* [GIVEN PROBLEM]: Write out the material exactly. Do not include the pictures.

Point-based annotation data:
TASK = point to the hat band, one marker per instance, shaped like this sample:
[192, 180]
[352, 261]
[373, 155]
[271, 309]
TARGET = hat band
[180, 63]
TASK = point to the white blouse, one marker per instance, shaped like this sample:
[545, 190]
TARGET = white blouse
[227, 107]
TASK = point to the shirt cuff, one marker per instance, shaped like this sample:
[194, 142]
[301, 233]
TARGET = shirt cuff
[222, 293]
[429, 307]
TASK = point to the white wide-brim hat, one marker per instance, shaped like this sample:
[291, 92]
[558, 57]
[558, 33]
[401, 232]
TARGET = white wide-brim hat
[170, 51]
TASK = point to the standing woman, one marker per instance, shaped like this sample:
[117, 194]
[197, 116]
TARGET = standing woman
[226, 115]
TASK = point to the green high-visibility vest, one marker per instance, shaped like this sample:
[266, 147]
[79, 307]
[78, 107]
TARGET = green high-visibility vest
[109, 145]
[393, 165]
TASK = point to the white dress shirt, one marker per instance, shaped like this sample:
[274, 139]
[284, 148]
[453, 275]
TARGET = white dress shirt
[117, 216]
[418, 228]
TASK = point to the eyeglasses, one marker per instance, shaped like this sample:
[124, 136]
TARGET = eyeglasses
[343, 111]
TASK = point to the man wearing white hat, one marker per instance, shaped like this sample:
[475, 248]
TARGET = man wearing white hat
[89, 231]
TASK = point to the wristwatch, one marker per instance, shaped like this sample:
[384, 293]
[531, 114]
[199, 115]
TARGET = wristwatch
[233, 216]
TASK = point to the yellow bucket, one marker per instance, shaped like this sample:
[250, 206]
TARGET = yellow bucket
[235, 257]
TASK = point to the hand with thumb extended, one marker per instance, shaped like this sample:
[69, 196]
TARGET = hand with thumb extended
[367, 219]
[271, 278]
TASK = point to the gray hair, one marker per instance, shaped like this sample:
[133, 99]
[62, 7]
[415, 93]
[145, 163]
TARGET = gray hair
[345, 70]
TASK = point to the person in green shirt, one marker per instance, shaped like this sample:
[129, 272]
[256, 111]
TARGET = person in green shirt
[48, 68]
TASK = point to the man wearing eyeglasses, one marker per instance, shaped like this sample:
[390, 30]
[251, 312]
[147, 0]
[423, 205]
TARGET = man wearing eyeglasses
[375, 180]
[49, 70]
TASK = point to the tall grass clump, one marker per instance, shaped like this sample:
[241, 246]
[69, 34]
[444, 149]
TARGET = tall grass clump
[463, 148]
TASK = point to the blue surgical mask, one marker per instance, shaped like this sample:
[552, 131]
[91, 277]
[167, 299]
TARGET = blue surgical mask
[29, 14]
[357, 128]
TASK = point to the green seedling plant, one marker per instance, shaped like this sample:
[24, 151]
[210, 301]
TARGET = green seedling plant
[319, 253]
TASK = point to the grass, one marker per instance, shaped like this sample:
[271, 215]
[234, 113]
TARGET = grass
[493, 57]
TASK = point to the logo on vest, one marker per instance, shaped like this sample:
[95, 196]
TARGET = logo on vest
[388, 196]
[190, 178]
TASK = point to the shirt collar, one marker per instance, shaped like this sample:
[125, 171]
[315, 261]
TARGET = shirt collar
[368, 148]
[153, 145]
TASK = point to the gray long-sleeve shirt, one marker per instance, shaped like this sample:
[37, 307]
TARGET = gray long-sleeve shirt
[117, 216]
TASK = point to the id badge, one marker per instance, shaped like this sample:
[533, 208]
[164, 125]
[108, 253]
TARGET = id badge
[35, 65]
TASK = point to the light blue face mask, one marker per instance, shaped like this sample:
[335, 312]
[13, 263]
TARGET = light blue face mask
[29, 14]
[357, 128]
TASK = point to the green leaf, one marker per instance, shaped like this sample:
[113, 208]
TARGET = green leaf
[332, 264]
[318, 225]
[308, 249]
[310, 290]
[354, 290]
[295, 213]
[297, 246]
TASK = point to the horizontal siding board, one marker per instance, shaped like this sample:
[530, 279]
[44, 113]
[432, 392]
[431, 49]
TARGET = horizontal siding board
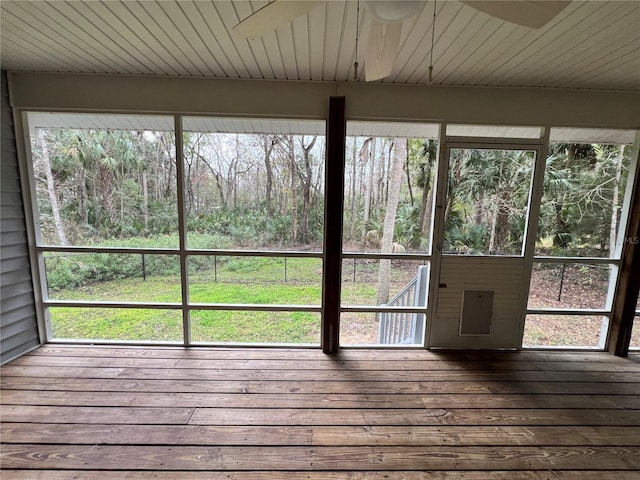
[16, 302]
[11, 287]
[12, 251]
[18, 324]
[16, 329]
[19, 313]
[16, 263]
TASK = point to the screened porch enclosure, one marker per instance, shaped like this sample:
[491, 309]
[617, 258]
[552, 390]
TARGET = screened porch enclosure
[195, 230]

* [OUTPUT OF THE TASK]:
TASK = point to the hat band, one marker per instance, shaped like this sample:
[192, 180]
[352, 261]
[373, 155]
[271, 309]
TARGET = hat band
[180, 63]
TASK = point to the white blouse, one marker per instance, shaped like this sample:
[545, 190]
TARGET = white blouse
[227, 107]
TASK = point to the shirt cuff, one marker per instance, shaped like this sample:
[194, 142]
[301, 233]
TARGET = shirt cuff
[222, 293]
[429, 307]
TASK = point to the white wide-brim hat, one marker per instance, shaped like this sample:
[291, 92]
[558, 57]
[558, 33]
[401, 232]
TARGET = white wide-brim hat
[170, 51]
TASK = point to the standing woman, one marker per instance, shaped like this sample:
[117, 194]
[197, 116]
TARGET = standing woman
[226, 115]
TASK = point to the green high-visibility vest, one marker per instance, shaped like this sample:
[266, 147]
[79, 307]
[78, 107]
TARGET = green high-visibility vest
[109, 145]
[393, 165]
TASK = point to the white dress shirt, one marker per instance, shaped like this sample:
[274, 139]
[284, 148]
[453, 275]
TARGET = white dress shirt
[117, 216]
[418, 228]
TASK = point to the eyeglasses, one marker per instance, shaped like this sample:
[124, 136]
TARGET = eyeglasses
[343, 111]
TASK = point to the man wearing white hat, one marker per instance, shaped like this sample:
[475, 248]
TARGET = man wearing white hat
[89, 231]
TASK = point to the wristwatch, one marker per instance, shaped like this sample:
[384, 293]
[531, 114]
[199, 115]
TARGET = wristwatch
[233, 216]
TASK = point to the yellow bucket, one marker per instance, shaped like this sample:
[250, 206]
TARGET = yellow bucket
[235, 257]
TASK = point to the hand with thumb extended, one marker per instance, shaped like this sample:
[69, 196]
TARGET = hand with thumb extended
[367, 219]
[271, 278]
TASK = point to the gray hair, one marker per instance, shaped like this sample:
[133, 99]
[62, 7]
[415, 93]
[145, 163]
TARGET = gray hair
[345, 70]
TASK = point to the person in green shirt, one marker per instance, shaped like this sample:
[129, 272]
[256, 111]
TARGET = person in green shirt
[48, 68]
TASK = point to the man wearing eyeglasses, one marker per instance, shaped like this sample:
[390, 30]
[251, 312]
[147, 0]
[423, 205]
TARGET = man wearing eyeglasses
[375, 180]
[49, 70]
TASK = point to the tall grass clump, one marker per instance, shaped like this sample:
[241, 246]
[69, 34]
[444, 149]
TARGET = tall grass clump
[463, 148]
TASK = point to the blue surgical mask, one marker per instance, shaped like this sample:
[552, 131]
[91, 277]
[167, 299]
TARGET = blue surgical mask
[29, 14]
[357, 128]
TASK = point to the green seedling plant, one marker per instance, shaped like this sample:
[24, 151]
[210, 301]
TARGET = green seedling plant
[319, 253]
TASK = point to the grass, one marker per instance, shaped like this sample:
[271, 215]
[234, 113]
TARGET = grass
[493, 57]
TASK = point to the logo on vest, one marker per instance, shaped like this sample:
[95, 196]
TARGET = logo on vest
[388, 196]
[190, 178]
TASK = point to the shirt collar, one marker per instance, shaped like this sample:
[125, 171]
[315, 261]
TARGET = shirt collar
[368, 148]
[153, 145]
TASK = point to the gray long-sleeve shirt, one marker per instance, shaped like this sample:
[37, 307]
TARGET = gray long-sleeve shirt
[117, 216]
TASK = point to the id badge, one marker per instance, shaped like this sample:
[533, 208]
[164, 125]
[108, 253]
TARGET = id badge
[35, 65]
TASK = point to the light blue face mask, one marker per instance, shaped like this sample:
[335, 312]
[13, 263]
TARGET = light blue face mask
[29, 14]
[357, 128]
TASK = point to the green leaf, one marker per instance, shaped like this sample:
[113, 208]
TARGET = green leaf
[332, 264]
[318, 225]
[308, 249]
[310, 290]
[354, 290]
[295, 213]
[297, 246]
TASK = point to the horizontal siding board, one marker per instance, shaped like this sample:
[530, 279]
[44, 113]
[432, 392]
[431, 49]
TARGET = horizontal siding board
[16, 302]
[11, 287]
[12, 251]
[18, 324]
[16, 329]
[19, 313]
[16, 263]
TASK = point to the screened porch enclosure, one marker per instance, shaped like this sample:
[491, 309]
[617, 258]
[552, 390]
TARGET = screened porch enclosure
[195, 230]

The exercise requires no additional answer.